───── Records to process

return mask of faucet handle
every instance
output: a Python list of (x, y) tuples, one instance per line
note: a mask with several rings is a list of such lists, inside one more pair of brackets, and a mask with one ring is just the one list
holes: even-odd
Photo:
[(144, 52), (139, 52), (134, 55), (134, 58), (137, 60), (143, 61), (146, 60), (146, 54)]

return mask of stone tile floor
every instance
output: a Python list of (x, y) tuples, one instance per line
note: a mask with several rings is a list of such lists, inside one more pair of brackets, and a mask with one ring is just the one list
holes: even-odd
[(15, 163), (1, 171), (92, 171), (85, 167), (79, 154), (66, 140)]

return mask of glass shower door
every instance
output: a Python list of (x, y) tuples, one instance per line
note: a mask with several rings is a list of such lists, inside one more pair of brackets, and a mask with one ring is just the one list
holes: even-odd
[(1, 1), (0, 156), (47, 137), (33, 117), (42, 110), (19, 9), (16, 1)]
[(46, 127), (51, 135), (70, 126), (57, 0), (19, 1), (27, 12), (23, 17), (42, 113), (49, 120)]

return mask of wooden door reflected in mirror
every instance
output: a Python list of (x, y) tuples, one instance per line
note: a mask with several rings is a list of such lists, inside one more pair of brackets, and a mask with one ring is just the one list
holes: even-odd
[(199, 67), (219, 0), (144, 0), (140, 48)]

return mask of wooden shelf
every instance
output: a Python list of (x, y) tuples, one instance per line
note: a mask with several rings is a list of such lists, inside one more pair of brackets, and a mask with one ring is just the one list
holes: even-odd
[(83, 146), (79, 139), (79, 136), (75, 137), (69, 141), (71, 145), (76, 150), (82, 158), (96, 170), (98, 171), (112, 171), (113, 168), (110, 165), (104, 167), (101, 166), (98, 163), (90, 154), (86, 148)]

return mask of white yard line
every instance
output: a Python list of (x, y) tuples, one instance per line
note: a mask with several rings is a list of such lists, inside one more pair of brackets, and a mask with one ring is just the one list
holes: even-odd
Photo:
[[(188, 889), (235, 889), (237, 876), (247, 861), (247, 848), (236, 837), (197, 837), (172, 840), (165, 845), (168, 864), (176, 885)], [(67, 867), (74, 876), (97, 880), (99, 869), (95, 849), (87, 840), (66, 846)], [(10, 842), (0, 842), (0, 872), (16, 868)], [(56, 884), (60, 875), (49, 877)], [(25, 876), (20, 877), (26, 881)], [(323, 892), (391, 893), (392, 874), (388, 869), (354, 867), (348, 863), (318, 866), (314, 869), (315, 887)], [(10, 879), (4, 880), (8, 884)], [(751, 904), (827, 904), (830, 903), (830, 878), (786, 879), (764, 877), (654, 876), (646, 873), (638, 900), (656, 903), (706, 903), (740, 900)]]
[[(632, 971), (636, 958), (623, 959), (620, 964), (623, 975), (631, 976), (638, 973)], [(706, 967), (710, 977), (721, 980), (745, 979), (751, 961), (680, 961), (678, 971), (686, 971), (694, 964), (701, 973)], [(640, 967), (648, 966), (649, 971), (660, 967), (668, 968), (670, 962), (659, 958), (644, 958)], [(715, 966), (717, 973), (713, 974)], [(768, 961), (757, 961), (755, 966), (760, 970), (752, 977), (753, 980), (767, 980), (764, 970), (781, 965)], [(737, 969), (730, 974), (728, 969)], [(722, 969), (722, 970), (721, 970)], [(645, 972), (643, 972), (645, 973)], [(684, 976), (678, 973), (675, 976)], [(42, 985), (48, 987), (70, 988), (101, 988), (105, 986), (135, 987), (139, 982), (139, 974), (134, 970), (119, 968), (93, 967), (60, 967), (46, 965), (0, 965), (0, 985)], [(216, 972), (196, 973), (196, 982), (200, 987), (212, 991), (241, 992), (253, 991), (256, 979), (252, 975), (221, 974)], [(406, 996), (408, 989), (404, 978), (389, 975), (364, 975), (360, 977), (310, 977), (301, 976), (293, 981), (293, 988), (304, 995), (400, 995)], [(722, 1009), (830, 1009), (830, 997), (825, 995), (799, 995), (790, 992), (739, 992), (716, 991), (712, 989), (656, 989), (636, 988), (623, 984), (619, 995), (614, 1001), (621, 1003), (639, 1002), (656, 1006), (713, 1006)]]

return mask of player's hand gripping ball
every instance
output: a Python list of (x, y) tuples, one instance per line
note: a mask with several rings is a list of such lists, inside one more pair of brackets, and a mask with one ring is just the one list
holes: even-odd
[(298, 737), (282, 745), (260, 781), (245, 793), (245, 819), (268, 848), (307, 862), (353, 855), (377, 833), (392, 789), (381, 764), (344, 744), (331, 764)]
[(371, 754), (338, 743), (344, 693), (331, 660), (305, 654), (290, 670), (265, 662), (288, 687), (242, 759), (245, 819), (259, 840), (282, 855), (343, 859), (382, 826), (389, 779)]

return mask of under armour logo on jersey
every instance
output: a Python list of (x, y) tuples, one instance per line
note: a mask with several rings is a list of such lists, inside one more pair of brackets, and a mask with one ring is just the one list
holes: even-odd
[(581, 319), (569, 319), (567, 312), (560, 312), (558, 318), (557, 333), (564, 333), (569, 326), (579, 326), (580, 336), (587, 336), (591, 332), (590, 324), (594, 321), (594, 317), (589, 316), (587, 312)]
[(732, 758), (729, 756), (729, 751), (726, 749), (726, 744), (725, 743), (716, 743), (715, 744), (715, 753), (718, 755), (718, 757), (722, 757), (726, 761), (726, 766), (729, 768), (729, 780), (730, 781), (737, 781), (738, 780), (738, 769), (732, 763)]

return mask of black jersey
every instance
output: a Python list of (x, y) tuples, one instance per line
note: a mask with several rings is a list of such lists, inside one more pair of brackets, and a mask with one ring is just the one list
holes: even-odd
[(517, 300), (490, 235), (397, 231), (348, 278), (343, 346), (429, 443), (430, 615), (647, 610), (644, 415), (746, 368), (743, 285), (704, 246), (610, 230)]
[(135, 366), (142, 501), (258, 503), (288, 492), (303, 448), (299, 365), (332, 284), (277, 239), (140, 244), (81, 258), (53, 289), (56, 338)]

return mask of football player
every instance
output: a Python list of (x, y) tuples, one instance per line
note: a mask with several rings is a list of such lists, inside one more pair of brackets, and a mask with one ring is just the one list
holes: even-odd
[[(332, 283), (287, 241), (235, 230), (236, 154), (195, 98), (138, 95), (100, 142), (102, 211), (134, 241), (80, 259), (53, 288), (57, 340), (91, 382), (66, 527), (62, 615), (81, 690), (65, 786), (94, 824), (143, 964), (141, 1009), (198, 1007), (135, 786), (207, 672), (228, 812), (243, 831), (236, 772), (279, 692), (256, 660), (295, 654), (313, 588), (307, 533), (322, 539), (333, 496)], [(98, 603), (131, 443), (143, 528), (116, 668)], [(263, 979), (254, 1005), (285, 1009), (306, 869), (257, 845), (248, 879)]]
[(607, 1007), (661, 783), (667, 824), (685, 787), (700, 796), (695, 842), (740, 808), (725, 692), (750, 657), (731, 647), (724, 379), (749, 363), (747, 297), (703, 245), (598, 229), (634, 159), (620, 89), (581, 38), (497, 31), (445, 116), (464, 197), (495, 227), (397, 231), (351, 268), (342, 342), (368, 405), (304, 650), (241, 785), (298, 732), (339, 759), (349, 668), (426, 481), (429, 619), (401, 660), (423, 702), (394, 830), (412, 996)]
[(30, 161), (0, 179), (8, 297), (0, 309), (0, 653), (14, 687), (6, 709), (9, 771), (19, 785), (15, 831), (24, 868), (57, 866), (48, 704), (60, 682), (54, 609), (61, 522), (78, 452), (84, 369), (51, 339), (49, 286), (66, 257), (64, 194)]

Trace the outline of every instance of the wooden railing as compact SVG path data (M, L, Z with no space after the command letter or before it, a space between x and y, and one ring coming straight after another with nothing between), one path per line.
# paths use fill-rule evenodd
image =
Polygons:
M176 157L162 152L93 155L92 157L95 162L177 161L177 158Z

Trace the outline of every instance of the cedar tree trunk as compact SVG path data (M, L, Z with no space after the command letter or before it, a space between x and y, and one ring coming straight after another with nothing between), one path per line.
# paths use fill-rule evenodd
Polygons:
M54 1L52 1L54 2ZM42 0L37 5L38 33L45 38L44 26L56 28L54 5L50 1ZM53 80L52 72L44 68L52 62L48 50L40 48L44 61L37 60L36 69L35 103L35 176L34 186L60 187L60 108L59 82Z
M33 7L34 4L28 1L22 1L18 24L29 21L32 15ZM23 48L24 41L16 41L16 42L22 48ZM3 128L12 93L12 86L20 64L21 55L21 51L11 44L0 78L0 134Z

──────────

--- Instructions to follow ---
Rewrite the records from the start through the line containing "113), (49, 120)]", both ends included and the requests too, scaling every x and y coordinate in the answers by 2.25 and rounding each to a whole number, with halves rounded up.

--- Solution for this task ---
return mask of faucet handle
every instance
output: a Python list of (x, y) tuples, one instance per line
note: a mask with several rings is a list of such lists, inside one more pair of brackets, and a mask with one ring is just the one list
holes: even-odd
Photo:
[(324, 117), (313, 117), (302, 124), (302, 131), (308, 135), (322, 137), (329, 135), (329, 122)]

return mask of stone tile floor
every instance
output: a Python list of (x, y) tuples, one instance per line
note: a mask with several rings is a list of such lists, inside one more pair of brackets, and a mask with one ring is just the one list
holes: even-odd
[(34, 367), (2, 385), (207, 385), (191, 376), (178, 347), (149, 315)]

return mask of glass shower door
every instance
output: a Python list of (x, y) tuples, one instance per line
note: a mask with several rings is a list of such lists, inside one more pair of brackets, and a mask with one ring is just the one list
holes: even-odd
[(2, 2), (0, 351), (106, 308), (74, 263), (95, 248), (43, 20), (36, 2)]
[(104, 286), (115, 304), (158, 284), (128, 0), (43, 2), (61, 27), (52, 38), (95, 254), (110, 270)]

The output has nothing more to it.